### Vorliegender Text
■ ■ ■ ■ ■ ■ ■
Bisher 305 Bürgerentscheide in NRW. Sieben davon zu Flüchtlingsunterkünften. Drei mal stimmten Bürgerinnen und Bürger gegen Asyl-Standort
Die direkte Demokratie wird in Deutschlands Städten und Gemeinden gelebt: An jedem Sonntag stimmt die Bevölkerung statistisch gesehen in zwei bis drei Kommunen über eine lokalpolitische Frage ab. Oft geht es dabei um Wirtschaftsprojekte wie Hotels, Einkaufszentren oder Windparks, um öffentliche Einrichtungen wie Schulen, Kindergärten, Sportstätten, Bäder und um Verkehrsprojekte wie Umgehungsstraßen, Radverkehrsinfrastruktur und Fußgängerzonen.
Das geht aus dem Bürgerbegehrensbericht 2025 hervor, den der Fachverband Mehr Demokratie am heutigen Mittwoch (21.5.) vorgestellt hat. In NRWs Städten, Gemeinden und Kreisen gab es bisher 936 Bürgerbegehren und 36 Ratsreferenden (Rats- respektive Kreistagsbürgerentscheide). Sie mündeten in 305 Bürgerentscheide. Zudem wurden 148 Bürgerbegehren von der Politik übernommen. 2024 wurde in NRW 26 Bürgerbegehren und vier Ratsreferenden initiiert, daraus resultierten fünf Bürgerentscheide. Was die zulässigen Themen betrifft, erhält NRW von Mehr Demokratie die Schulnote 3-. Die Unterschriftenquoten sind niedrig bis durchschnittlich, die Zustimmungsquoten ist mittel bis hoch.
■ ■ ■ ■ ■ ■ ■
### Bereitgestelltes Material
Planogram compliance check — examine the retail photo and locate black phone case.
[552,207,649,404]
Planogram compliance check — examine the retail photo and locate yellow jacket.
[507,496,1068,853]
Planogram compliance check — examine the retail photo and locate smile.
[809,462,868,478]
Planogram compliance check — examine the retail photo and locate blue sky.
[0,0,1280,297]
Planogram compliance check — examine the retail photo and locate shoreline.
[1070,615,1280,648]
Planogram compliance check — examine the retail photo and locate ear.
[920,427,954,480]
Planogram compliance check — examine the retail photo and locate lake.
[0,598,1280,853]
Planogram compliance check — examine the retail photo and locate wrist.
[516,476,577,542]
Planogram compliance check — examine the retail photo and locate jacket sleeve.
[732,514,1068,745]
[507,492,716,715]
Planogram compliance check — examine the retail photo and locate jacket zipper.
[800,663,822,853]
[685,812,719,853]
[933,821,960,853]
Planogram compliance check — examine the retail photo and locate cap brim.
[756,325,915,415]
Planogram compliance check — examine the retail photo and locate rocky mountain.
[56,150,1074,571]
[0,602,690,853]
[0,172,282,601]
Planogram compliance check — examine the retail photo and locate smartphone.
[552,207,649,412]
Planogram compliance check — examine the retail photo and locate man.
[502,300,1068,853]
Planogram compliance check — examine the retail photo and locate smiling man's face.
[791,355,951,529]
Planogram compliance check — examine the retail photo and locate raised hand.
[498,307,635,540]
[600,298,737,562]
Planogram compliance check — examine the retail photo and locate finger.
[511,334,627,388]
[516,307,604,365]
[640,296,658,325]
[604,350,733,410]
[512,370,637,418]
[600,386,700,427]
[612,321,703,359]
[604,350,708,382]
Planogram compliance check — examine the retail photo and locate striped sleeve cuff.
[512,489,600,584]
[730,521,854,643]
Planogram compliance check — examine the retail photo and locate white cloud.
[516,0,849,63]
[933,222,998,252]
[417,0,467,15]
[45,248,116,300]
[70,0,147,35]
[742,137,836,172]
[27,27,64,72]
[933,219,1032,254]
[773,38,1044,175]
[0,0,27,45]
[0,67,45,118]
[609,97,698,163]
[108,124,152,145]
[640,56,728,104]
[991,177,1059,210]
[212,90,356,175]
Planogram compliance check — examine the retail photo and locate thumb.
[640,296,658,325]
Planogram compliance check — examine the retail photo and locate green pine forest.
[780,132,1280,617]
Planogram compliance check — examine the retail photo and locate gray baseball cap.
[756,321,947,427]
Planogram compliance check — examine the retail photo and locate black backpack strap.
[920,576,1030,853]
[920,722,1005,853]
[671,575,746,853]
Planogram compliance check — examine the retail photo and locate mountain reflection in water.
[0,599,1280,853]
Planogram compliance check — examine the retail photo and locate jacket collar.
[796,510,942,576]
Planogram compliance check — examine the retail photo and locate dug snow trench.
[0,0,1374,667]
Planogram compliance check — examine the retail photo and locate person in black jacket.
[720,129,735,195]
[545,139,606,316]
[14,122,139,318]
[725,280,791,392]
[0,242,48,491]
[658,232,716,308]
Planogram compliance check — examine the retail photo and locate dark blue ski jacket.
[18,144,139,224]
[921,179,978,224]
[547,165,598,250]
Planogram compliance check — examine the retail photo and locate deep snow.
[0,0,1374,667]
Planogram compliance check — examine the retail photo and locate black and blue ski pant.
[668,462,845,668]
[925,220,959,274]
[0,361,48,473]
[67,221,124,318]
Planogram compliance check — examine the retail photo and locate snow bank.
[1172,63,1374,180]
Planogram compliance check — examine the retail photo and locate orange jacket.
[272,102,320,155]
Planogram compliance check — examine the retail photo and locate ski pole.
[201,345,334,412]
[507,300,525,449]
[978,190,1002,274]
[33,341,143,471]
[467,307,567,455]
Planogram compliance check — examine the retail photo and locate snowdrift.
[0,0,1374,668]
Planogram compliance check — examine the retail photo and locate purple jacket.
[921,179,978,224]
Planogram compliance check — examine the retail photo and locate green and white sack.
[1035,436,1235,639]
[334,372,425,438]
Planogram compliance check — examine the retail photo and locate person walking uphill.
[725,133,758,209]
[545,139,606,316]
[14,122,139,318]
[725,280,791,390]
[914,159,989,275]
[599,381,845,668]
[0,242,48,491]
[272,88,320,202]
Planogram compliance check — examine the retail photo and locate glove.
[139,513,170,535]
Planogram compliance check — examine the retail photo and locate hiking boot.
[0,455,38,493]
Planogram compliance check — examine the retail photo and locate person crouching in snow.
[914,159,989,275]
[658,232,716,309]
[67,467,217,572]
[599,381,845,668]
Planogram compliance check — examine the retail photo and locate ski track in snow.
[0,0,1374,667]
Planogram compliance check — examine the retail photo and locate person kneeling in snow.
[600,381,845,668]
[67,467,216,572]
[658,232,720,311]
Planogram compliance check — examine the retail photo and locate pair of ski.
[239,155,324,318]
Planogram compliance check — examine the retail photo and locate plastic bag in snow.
■ ■ ■ ■ ■ ■ ■
Aktualisieren Sie den Text über Bürgerentscheide in NRW, indem Sie den Abschnitt von "Bisher 305 Bürgerentscheide" bis einschließlich "Radverkehrsinfrastruktur und Fußgängerzonen." wiedergeben und darin "Windparks" durch "Solarparks" ersetzen.

Bisher 305 Bürgerentscheide in NRW. Sieben davon zu Flüchtlingsunterkünften. Drei mal stimmten Bürgerinnen und Bürger gegen Asyl-Standort
Die direkte Demokratie wird in Deutschlands Städten und Gemeinden gelebt: An jedem Sonntag stimmt die Bevölkerung statistisch gesehen in zwei bis drei Kommunen über eine lokalpolitische Frage ab. Oft geht es dabei um Wirtschaftsprojekte wie Hotels, Einkaufszentren oder Solarparks, um öffentliche Einrichtungen wie Schulen, Kindergärten, Sportstätten, Bäder und um Verkehrsprojekte wie Umgehungsstraßen, Radverkehrsinfrastruktur und Fußgängerzonen.